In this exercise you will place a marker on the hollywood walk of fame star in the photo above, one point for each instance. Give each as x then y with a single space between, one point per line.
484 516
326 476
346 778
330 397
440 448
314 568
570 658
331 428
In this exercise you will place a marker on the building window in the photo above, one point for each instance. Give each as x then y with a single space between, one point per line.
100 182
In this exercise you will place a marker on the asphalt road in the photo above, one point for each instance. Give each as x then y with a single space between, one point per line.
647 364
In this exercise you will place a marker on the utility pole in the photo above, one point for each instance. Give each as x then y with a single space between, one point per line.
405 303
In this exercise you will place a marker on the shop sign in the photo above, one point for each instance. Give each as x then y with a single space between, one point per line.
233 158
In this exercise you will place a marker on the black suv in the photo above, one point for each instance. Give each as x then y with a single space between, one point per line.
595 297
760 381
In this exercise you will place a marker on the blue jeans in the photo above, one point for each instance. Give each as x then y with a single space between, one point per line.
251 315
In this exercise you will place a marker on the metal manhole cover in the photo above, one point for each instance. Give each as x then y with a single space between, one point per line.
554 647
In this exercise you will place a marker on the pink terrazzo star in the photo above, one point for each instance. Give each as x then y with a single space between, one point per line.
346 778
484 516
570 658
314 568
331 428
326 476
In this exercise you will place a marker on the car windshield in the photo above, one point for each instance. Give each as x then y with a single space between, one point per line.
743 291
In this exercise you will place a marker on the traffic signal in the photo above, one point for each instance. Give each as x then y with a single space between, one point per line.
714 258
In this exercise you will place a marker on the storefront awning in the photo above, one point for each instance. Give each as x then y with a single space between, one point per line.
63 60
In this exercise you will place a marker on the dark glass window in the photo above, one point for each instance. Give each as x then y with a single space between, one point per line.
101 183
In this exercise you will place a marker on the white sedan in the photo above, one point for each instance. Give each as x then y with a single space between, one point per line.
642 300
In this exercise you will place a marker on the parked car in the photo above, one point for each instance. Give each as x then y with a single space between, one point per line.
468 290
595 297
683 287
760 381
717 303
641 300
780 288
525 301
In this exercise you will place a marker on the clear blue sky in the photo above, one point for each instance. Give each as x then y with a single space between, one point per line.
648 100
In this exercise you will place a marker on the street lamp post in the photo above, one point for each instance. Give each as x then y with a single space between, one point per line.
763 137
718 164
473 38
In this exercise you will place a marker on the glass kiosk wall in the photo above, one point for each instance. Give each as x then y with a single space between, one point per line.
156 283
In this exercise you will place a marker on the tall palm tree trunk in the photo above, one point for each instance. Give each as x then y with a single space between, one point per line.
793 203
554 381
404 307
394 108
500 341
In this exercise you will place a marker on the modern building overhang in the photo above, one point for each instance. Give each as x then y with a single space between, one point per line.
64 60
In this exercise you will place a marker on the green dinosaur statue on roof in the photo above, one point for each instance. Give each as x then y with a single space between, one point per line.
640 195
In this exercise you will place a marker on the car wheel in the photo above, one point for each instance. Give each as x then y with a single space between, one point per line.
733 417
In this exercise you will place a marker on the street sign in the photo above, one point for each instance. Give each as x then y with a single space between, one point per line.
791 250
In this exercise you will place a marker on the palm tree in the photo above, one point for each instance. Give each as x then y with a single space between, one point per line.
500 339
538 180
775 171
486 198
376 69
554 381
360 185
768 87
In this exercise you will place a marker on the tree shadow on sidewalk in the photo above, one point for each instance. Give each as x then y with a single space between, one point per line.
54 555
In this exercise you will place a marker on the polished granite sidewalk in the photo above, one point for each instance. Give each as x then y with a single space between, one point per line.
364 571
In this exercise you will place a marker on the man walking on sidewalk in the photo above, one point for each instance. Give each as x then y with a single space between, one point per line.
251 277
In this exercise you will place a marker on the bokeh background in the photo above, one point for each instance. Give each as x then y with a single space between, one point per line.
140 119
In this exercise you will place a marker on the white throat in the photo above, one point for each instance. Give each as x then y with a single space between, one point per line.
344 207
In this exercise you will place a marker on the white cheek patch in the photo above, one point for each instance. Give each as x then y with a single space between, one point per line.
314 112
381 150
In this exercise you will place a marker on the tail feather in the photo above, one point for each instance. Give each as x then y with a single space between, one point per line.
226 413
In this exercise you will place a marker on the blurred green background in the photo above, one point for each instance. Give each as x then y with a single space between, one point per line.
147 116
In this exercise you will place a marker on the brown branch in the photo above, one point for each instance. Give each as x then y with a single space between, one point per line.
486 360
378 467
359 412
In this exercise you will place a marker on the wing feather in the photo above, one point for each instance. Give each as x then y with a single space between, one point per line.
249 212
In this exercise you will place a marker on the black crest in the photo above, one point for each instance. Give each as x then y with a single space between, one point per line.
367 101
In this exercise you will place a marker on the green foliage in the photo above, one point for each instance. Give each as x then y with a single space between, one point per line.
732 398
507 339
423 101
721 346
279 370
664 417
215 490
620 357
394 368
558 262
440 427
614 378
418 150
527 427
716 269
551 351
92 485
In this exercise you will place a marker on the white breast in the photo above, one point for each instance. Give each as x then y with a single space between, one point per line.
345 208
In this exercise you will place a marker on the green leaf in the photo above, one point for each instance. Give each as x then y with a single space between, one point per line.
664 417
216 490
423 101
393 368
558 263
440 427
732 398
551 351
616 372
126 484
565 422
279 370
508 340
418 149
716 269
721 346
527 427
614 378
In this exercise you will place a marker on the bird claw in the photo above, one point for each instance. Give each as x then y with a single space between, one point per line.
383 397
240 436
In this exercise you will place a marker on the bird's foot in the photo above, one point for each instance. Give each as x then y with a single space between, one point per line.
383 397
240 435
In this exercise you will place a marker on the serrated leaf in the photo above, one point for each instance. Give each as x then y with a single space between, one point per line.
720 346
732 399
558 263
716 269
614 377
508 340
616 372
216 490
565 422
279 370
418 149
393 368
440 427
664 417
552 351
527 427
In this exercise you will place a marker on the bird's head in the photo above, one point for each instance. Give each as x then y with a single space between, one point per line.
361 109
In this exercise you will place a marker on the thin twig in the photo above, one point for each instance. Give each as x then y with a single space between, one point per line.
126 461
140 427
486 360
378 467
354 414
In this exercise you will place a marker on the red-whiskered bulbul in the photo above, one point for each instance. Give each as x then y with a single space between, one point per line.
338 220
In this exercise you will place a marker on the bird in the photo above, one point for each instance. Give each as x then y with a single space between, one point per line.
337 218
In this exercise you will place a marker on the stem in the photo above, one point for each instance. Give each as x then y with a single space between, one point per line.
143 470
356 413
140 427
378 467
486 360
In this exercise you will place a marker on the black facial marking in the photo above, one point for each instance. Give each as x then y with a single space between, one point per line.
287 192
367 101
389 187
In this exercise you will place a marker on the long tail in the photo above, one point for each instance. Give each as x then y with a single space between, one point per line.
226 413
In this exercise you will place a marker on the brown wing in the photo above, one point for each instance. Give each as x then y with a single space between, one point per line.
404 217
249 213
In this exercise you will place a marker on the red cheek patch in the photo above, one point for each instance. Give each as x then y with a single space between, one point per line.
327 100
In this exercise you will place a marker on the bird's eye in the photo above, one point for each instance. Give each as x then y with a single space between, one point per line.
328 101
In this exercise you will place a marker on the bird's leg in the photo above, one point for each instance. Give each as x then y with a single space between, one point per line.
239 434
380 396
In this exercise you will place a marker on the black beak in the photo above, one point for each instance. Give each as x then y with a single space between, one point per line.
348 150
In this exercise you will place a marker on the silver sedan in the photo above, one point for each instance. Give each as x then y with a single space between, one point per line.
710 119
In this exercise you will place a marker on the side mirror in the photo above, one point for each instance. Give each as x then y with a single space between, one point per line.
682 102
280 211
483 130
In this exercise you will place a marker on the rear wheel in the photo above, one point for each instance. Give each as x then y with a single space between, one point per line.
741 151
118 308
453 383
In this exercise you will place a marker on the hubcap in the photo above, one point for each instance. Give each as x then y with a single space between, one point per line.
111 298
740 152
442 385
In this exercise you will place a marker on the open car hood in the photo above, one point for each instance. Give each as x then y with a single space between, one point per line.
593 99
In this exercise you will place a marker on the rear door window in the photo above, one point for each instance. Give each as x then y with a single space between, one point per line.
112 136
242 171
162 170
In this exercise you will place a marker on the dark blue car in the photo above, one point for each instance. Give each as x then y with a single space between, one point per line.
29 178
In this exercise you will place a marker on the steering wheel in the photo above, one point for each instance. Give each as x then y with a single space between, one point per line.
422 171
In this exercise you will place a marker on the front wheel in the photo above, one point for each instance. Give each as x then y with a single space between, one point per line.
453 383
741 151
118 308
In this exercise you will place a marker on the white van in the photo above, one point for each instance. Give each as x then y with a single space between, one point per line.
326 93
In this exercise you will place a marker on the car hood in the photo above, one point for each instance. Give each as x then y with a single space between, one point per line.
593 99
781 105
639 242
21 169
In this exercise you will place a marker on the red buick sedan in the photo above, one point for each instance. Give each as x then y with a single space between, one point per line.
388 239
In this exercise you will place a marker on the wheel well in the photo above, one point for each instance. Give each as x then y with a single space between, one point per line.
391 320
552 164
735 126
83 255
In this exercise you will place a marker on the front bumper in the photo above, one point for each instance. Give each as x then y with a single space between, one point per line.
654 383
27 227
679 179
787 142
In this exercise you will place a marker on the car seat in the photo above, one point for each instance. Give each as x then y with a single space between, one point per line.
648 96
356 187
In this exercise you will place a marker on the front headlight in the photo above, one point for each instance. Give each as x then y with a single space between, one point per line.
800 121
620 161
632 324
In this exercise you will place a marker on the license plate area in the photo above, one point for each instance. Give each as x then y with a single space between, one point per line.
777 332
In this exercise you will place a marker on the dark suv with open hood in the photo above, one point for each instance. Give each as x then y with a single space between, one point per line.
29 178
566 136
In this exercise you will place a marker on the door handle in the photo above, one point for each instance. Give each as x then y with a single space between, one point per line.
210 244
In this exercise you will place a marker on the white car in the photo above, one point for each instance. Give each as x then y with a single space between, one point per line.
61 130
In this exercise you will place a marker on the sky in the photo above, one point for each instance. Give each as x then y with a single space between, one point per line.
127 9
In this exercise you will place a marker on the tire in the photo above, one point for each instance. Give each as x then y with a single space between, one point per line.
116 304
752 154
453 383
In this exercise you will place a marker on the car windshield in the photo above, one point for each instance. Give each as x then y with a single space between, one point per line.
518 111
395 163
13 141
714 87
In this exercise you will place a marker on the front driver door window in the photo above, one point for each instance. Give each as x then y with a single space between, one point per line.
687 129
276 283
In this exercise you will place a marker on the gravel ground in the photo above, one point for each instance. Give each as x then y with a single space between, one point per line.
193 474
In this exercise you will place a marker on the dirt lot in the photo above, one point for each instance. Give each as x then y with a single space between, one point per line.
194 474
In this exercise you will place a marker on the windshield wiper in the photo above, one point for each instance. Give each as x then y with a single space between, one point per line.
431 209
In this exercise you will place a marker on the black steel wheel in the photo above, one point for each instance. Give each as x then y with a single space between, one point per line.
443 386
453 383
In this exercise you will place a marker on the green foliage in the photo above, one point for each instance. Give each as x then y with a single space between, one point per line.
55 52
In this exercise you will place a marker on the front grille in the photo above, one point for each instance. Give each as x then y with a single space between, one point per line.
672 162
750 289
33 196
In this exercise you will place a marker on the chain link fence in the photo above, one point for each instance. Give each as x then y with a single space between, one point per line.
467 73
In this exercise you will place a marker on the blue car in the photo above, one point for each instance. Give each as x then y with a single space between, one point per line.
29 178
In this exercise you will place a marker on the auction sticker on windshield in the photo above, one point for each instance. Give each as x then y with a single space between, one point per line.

####################

## The problem
Your answer should consist only of the lines from the one with "the black steel" through the last line of the entries above, retyped exactly.

## Result
In this exercise you will place a marker on the black steel wheel in the photo above, one point for each instance. Give each as x then y with a single space between, one point per line.
443 386
453 383
In this exercise you will place a marker on the green foliage in the photo above, one point for each instance. Give each as x then y with a single space between, one point per line.
55 52
In this exercise you will place a marker on the front grille in the photo above, one point for each instance. Give each as x then y with a single space between, one point per line.
672 162
750 289
33 196
In this exercise you will place a marker on the chain link fence in the photo above, one point for each instance. Give each as x then y with a single space between, one point per line.
467 73
In this exercise you will place a marker on the blue car in the photo above, one point for each instance. Give each as x then y with a single space between, one point per line.
29 178
In this exercise you will place a marker on the auction sticker on windshield in the photo above, one point for each instance. Give each as x then y with a single space between, one point per line.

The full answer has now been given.